Entries on finding named things:

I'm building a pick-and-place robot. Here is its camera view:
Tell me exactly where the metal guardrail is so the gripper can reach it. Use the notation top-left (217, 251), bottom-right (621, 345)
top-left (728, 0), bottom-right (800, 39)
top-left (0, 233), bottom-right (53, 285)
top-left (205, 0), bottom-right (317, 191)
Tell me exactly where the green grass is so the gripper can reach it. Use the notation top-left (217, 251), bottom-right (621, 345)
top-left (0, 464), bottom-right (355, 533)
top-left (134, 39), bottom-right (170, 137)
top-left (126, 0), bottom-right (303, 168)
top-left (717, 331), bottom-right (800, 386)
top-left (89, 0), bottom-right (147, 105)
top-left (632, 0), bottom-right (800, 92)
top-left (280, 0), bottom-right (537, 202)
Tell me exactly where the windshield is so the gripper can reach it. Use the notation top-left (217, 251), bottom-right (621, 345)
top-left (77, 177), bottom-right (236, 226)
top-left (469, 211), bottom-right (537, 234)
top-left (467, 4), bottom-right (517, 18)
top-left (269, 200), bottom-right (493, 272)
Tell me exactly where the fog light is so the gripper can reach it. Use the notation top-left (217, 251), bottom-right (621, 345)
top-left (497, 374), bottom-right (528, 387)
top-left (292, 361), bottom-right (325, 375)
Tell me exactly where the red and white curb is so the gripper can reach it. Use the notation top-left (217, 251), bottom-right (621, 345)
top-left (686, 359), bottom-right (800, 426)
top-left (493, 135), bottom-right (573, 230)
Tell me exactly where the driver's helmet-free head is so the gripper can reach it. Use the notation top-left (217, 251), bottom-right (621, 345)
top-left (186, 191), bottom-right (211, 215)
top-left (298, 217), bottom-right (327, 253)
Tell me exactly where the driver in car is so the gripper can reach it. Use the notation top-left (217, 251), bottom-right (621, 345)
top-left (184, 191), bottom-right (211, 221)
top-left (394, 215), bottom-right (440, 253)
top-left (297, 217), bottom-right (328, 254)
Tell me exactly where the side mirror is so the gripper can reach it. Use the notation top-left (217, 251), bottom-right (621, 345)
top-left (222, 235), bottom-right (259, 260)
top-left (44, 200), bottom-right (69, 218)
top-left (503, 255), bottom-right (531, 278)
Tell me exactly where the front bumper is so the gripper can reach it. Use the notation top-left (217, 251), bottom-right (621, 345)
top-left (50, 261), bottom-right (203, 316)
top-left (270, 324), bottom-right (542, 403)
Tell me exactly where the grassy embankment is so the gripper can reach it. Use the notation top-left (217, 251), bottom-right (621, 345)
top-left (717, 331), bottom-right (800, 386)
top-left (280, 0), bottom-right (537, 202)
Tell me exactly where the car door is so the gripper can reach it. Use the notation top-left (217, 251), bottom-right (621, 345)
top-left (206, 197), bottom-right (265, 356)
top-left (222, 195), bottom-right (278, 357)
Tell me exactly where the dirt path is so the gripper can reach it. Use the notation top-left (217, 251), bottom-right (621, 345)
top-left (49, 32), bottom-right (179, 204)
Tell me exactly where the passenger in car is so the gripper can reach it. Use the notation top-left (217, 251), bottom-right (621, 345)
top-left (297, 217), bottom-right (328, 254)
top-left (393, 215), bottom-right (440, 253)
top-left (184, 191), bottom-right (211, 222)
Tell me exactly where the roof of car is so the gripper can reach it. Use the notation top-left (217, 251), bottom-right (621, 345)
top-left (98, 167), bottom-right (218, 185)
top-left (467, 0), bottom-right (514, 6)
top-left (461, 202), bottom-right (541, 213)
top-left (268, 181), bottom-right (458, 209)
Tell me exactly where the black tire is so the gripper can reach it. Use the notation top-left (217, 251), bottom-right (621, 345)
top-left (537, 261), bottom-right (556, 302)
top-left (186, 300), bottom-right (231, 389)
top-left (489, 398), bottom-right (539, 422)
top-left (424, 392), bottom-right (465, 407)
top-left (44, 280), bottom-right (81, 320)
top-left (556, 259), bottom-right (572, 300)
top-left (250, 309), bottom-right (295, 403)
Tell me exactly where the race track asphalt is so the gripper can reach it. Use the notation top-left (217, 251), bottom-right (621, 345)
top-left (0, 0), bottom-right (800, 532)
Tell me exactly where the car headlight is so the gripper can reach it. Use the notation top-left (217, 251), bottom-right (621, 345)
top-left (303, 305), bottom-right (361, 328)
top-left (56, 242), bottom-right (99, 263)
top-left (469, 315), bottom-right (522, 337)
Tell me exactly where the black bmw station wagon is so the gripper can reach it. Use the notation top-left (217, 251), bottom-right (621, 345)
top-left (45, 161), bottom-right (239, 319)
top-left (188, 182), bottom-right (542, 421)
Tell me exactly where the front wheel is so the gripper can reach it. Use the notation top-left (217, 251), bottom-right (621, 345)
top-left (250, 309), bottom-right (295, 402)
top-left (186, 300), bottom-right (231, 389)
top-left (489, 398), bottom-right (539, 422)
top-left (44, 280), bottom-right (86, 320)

§ WHAT TO PRODUCE
Write each line of the data above as a string in a single JSON list, one string per line, and leave out any blank lines.

§ EXERCISE ANSWER
[
  "I'm building a pick-and-place robot. Here is its camera view:",
  "Tell me exactly where the metal guardrail is so the gripper can reach it. Use the notation top-left (217, 251), bottom-right (621, 345)",
  "top-left (728, 0), bottom-right (800, 39)",
  "top-left (0, 233), bottom-right (53, 285)",
  "top-left (205, 0), bottom-right (317, 191)",
  "Tell me exactly where the green grass is so the gripper can reach it. Use the notation top-left (217, 251), bottom-right (621, 345)",
  "top-left (0, 464), bottom-right (355, 533)",
  "top-left (134, 39), bottom-right (170, 137)",
  "top-left (126, 0), bottom-right (303, 168)",
  "top-left (717, 331), bottom-right (800, 386)",
  "top-left (89, 0), bottom-right (147, 105)",
  "top-left (632, 0), bottom-right (800, 92)",
  "top-left (280, 0), bottom-right (537, 202)",
  "Tell me exactly where the windshield is so the gripper can reach it. Use the notation top-left (217, 251), bottom-right (621, 345)",
  "top-left (77, 177), bottom-right (236, 226)",
  "top-left (469, 211), bottom-right (537, 234)",
  "top-left (467, 4), bottom-right (517, 18)",
  "top-left (269, 200), bottom-right (493, 272)",
  "Tell me exactly where the fog light is so the gripper can reach it. Use the notation top-left (217, 251), bottom-right (621, 345)",
  "top-left (497, 374), bottom-right (528, 387)",
  "top-left (292, 361), bottom-right (325, 375)",
  "Tell me exactly where the red and white curb is so the gripper can reach it. Use the notation top-left (217, 251), bottom-right (621, 345)",
  "top-left (686, 359), bottom-right (800, 426)",
  "top-left (493, 135), bottom-right (573, 230)",
  "Tell me exactly where the driver's helmet-free head is so the gripper can reach it. Use the notation top-left (217, 251), bottom-right (621, 345)",
  "top-left (186, 191), bottom-right (211, 215)",
  "top-left (298, 217), bottom-right (327, 253)",
  "Tell me exactly where the driver in car is so the gripper can reach it. Use the notation top-left (217, 251), bottom-right (621, 345)",
  "top-left (184, 191), bottom-right (211, 221)",
  "top-left (394, 215), bottom-right (440, 253)",
  "top-left (297, 217), bottom-right (328, 254)",
  "Tell me exactly where the side mirror is so the gripper can reach it. Use the notation top-left (217, 251), bottom-right (621, 345)",
  "top-left (222, 235), bottom-right (259, 260)",
  "top-left (44, 200), bottom-right (69, 218)",
  "top-left (503, 255), bottom-right (531, 278)",
  "Tell me exactly where the front bumper is so the gripper can reach it. Use the notation top-left (217, 251), bottom-right (621, 345)",
  "top-left (50, 261), bottom-right (203, 316)",
  "top-left (270, 324), bottom-right (542, 403)",
  "Tell me exactly where the grassy embankment is so the gripper can reach it. Use the notation top-left (217, 251), bottom-right (621, 345)",
  "top-left (717, 331), bottom-right (800, 386)",
  "top-left (280, 0), bottom-right (537, 202)",
  "Tell me exactly where the car door is so the gripper can reach it. Use the notation top-left (217, 251), bottom-right (621, 345)",
  "top-left (206, 197), bottom-right (265, 356)",
  "top-left (222, 195), bottom-right (278, 357)",
  "Tell me exactly where the dirt path is so the gripper can reach it. Use the notation top-left (217, 251), bottom-right (621, 345)",
  "top-left (49, 32), bottom-right (179, 204)",
  "Tell me exactly where the passenger in car is so the gripper can reach it. Use the notation top-left (217, 251), bottom-right (621, 345)",
  "top-left (297, 217), bottom-right (328, 254)",
  "top-left (393, 215), bottom-right (440, 253)",
  "top-left (184, 191), bottom-right (211, 222)",
  "Tell me exactly where the roof of car is so the gripper can reach it. Use the notation top-left (217, 251), bottom-right (621, 345)",
  "top-left (98, 167), bottom-right (218, 185)",
  "top-left (467, 0), bottom-right (514, 6)",
  "top-left (461, 202), bottom-right (541, 213)",
  "top-left (268, 181), bottom-right (458, 209)",
  "Tell me exactly where the black tire is so the gripper can reach it. Use the notation top-left (217, 251), bottom-right (621, 345)",
  "top-left (537, 261), bottom-right (556, 302)",
  "top-left (186, 300), bottom-right (231, 389)",
  "top-left (489, 398), bottom-right (539, 422)",
  "top-left (424, 392), bottom-right (465, 407)",
  "top-left (44, 280), bottom-right (81, 320)",
  "top-left (556, 259), bottom-right (572, 300)",
  "top-left (250, 309), bottom-right (295, 403)",
  "Tell me exactly where the race track asphalt is so the gripper can reach it. Use the notation top-left (217, 251), bottom-right (621, 345)",
  "top-left (0, 0), bottom-right (800, 532)",
  "Tell me exactly where the car headlight is so the gripper can reach it. Use the notation top-left (217, 251), bottom-right (621, 345)",
  "top-left (303, 305), bottom-right (361, 328)",
  "top-left (56, 242), bottom-right (99, 263)",
  "top-left (469, 315), bottom-right (522, 337)",
  "Tell me exactly where the black bmw station wagon is so the gripper can reach it. Use the notation top-left (217, 251), bottom-right (621, 345)",
  "top-left (45, 161), bottom-right (239, 319)",
  "top-left (188, 182), bottom-right (542, 421)",
  "Tell me exactly where the front wheel is so the gripper can reach it. Use the notation top-left (217, 251), bottom-right (621, 345)",
  "top-left (250, 309), bottom-right (295, 402)",
  "top-left (186, 300), bottom-right (231, 389)",
  "top-left (489, 398), bottom-right (539, 422)",
  "top-left (44, 280), bottom-right (86, 320)"
]